> **Document passage**
>> start

As for option 2 I cant really argue anything because I don't have his definition. If his definition was: A Church is all baptized individuals gathered together in the organic apostoliclly succeeded Body, than we would see eye to eye...But I have a sneaking suspicion this is not his definition...

Some of my final thoughts: I agree that the doing of the supper is where we should place the accent mark, just as Jesus did in his very choice of words. However it is to the apostolic fathers, the 12 minus Judas, and their faithful children that received "the faith once delivered for all unto the saints" (Jude 1:3) that this command was given. Just as the Great commission was given to the Apostles, and while we share in it in the priesthood bestowed upon us in our one baptism, it is always under the Authority of the organic, historical Church's succession of the πρεσβύτερος(presbytery) and/or ἐπίσκοπος(episcopate). This is where the keys have been placed, and sect in the world can duplicate those keys or can pick the Ecclesiological lock, no matter how hard they try.

>> end

> **What the task asks**
Name every person the passage on church authority above mentions by personal name.

> **Object location annotation data**
>> start

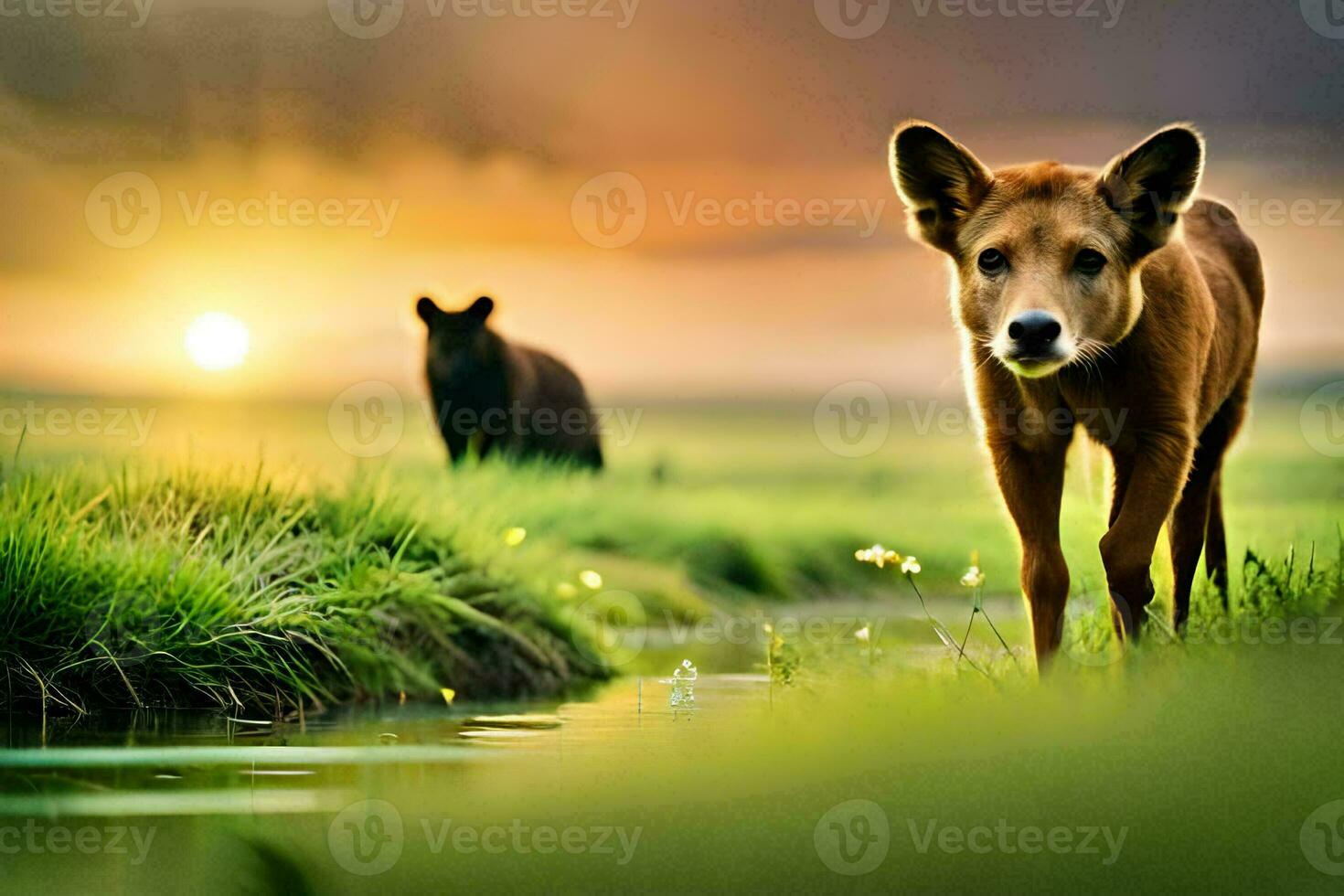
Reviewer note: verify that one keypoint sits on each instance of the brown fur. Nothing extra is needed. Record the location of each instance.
(1164, 334)
(494, 395)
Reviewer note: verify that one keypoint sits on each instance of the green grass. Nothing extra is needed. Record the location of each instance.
(231, 590)
(336, 578)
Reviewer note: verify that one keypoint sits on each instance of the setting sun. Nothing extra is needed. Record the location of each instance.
(217, 341)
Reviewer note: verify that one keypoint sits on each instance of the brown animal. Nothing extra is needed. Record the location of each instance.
(1089, 298)
(495, 395)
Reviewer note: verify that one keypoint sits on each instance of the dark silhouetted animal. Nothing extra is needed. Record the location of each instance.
(491, 395)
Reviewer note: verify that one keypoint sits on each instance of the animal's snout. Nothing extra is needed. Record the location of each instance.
(1034, 334)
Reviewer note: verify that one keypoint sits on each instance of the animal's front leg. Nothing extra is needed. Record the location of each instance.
(1032, 483)
(1160, 465)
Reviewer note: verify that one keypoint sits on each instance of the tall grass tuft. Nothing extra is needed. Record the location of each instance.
(234, 590)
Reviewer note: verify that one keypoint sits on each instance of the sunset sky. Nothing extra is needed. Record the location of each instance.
(309, 183)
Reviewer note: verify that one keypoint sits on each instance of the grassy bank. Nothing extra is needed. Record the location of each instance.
(237, 592)
(129, 574)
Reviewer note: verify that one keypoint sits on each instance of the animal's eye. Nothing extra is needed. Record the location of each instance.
(992, 262)
(1089, 261)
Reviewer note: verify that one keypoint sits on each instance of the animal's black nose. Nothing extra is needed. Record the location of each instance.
(1034, 332)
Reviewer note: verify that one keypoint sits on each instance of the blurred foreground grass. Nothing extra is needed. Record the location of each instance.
(1186, 770)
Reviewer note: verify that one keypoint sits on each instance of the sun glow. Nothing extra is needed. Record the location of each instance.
(217, 341)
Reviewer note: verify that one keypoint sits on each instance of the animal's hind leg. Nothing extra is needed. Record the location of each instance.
(1192, 518)
(1215, 539)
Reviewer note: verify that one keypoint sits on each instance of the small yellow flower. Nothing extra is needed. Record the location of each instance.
(877, 555)
(974, 578)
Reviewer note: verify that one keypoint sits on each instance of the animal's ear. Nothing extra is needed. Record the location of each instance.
(428, 311)
(938, 180)
(1155, 182)
(481, 308)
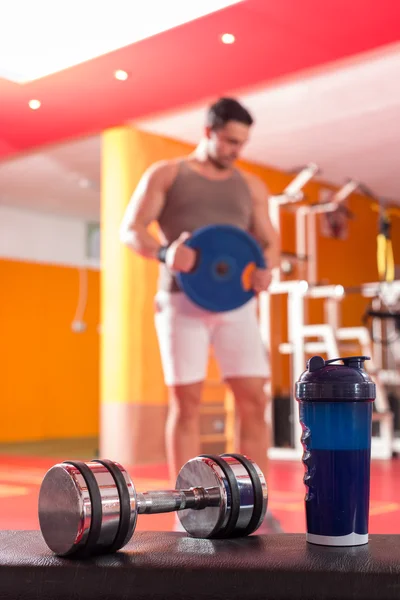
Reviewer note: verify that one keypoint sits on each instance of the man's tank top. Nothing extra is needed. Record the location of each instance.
(194, 201)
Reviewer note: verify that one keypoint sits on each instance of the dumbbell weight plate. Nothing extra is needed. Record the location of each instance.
(259, 493)
(69, 510)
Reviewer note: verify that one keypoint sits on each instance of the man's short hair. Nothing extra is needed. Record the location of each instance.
(227, 109)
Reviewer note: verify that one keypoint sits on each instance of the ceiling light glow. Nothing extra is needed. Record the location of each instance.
(121, 75)
(34, 104)
(40, 44)
(228, 38)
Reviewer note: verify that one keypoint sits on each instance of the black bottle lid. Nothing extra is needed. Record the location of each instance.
(326, 380)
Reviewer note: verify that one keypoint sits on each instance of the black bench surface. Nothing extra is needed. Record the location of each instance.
(166, 565)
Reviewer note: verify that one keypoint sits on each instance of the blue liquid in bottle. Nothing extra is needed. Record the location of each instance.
(337, 450)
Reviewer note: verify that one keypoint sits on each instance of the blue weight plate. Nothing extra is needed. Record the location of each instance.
(224, 254)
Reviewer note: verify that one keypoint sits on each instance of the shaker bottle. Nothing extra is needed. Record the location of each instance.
(335, 407)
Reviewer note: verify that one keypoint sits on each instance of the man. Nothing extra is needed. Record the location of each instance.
(182, 195)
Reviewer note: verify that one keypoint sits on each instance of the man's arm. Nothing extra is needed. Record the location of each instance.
(262, 228)
(144, 207)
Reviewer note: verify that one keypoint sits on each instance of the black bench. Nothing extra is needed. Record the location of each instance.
(164, 565)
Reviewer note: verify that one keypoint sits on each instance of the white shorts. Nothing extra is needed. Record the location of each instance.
(186, 332)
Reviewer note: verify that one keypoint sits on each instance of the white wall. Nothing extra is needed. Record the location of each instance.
(37, 237)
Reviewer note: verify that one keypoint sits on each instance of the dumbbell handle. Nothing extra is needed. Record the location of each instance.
(163, 501)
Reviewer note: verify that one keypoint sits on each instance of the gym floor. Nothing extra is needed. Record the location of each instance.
(22, 469)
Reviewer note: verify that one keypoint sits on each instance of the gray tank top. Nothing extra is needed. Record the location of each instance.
(194, 201)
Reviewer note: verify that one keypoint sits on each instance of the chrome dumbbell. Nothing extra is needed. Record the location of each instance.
(92, 508)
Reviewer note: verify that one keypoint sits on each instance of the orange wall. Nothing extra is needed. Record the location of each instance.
(49, 375)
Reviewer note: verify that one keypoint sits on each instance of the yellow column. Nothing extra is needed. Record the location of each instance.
(133, 395)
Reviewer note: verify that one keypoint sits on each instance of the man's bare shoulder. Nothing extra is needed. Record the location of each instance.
(164, 171)
(256, 184)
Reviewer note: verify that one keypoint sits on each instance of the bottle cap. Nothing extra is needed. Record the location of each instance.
(326, 380)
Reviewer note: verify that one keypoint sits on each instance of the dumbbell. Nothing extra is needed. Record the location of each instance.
(88, 508)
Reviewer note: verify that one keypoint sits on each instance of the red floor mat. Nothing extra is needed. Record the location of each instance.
(20, 479)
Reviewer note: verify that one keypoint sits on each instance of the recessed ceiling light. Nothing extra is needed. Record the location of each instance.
(227, 38)
(121, 75)
(34, 104)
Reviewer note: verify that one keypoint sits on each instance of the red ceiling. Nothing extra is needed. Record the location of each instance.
(189, 63)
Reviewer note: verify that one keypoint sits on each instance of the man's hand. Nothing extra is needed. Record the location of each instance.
(180, 257)
(261, 280)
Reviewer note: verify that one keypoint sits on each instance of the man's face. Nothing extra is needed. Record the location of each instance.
(226, 143)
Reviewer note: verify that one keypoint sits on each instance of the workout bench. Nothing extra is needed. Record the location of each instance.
(164, 565)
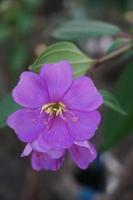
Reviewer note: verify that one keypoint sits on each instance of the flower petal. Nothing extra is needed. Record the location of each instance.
(83, 95)
(44, 161)
(58, 77)
(27, 150)
(31, 91)
(27, 123)
(53, 153)
(82, 153)
(85, 125)
(57, 137)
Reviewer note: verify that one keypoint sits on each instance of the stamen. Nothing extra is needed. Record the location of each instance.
(57, 109)
(74, 117)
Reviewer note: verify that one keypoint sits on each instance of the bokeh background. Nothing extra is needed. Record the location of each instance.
(26, 29)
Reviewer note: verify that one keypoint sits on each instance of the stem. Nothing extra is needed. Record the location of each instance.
(114, 54)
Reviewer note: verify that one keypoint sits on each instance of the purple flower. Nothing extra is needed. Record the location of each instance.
(57, 110)
(82, 153)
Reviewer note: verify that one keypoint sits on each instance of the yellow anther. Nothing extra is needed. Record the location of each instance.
(53, 108)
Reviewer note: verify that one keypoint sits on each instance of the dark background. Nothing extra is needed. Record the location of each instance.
(25, 31)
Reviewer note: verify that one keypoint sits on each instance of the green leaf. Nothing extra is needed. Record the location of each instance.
(64, 51)
(117, 44)
(17, 58)
(115, 126)
(7, 106)
(111, 101)
(77, 30)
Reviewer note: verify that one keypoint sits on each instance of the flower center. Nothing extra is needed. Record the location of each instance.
(56, 109)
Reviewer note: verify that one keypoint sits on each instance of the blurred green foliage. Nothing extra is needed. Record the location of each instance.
(115, 126)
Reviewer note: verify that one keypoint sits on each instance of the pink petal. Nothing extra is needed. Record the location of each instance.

>> end

> **Reply to the exercise**
Jesus, Judas, Jude